TASK OBJECTIVE:
Each line of the data that mentions the string "hanging" needs to be identified and copied.

Photo-based referring expression data
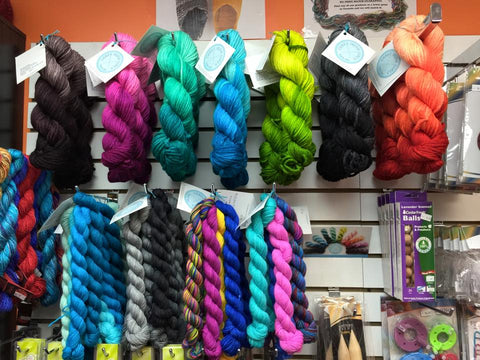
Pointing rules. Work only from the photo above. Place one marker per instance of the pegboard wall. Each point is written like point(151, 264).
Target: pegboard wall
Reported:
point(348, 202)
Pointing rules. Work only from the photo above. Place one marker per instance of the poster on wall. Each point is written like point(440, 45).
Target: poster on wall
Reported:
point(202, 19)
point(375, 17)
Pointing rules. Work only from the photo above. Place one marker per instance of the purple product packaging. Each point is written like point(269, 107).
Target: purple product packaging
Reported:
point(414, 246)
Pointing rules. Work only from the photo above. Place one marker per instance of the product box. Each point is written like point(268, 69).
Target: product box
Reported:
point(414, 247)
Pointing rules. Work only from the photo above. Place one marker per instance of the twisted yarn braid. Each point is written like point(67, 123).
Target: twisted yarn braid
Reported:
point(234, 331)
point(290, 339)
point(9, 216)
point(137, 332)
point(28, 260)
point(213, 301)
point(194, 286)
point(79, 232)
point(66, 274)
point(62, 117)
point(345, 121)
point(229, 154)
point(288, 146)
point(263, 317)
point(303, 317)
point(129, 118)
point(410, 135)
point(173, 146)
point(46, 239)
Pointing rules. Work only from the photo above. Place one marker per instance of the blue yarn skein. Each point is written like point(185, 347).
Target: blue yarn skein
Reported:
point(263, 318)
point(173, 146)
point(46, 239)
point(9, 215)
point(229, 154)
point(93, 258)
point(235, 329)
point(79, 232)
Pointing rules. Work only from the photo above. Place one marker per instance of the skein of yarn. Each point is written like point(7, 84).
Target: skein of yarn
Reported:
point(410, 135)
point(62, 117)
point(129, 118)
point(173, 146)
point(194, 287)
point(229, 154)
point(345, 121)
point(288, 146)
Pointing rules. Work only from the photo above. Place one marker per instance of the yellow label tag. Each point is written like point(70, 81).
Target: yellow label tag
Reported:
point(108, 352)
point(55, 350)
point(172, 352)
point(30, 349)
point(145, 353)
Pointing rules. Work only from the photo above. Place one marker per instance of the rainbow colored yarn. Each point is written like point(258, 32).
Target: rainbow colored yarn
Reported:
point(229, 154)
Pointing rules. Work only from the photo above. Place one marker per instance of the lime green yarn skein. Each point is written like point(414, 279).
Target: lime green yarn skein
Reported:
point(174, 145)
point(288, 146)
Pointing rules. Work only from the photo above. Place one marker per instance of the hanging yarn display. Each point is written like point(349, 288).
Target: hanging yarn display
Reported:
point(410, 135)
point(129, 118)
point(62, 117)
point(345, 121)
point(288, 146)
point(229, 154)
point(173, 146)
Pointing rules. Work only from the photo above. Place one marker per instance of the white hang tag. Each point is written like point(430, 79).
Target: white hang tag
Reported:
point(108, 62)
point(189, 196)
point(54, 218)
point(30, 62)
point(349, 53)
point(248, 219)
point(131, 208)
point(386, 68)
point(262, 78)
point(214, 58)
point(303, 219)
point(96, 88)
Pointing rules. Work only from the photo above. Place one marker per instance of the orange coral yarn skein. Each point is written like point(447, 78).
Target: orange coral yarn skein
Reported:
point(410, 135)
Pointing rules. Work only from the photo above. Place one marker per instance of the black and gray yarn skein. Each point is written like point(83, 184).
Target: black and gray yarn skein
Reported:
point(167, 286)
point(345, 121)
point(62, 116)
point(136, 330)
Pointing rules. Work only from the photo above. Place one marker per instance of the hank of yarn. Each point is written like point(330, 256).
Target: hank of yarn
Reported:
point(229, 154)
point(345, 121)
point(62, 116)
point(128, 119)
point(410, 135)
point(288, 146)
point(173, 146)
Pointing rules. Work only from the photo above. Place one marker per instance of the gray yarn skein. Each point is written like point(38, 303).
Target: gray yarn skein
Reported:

ANSWER:
Pointing rules. Work only from the photo above. Place one marker per instance of the hanging yarn display. Each point is written like point(349, 288).
Target: hanging yarn display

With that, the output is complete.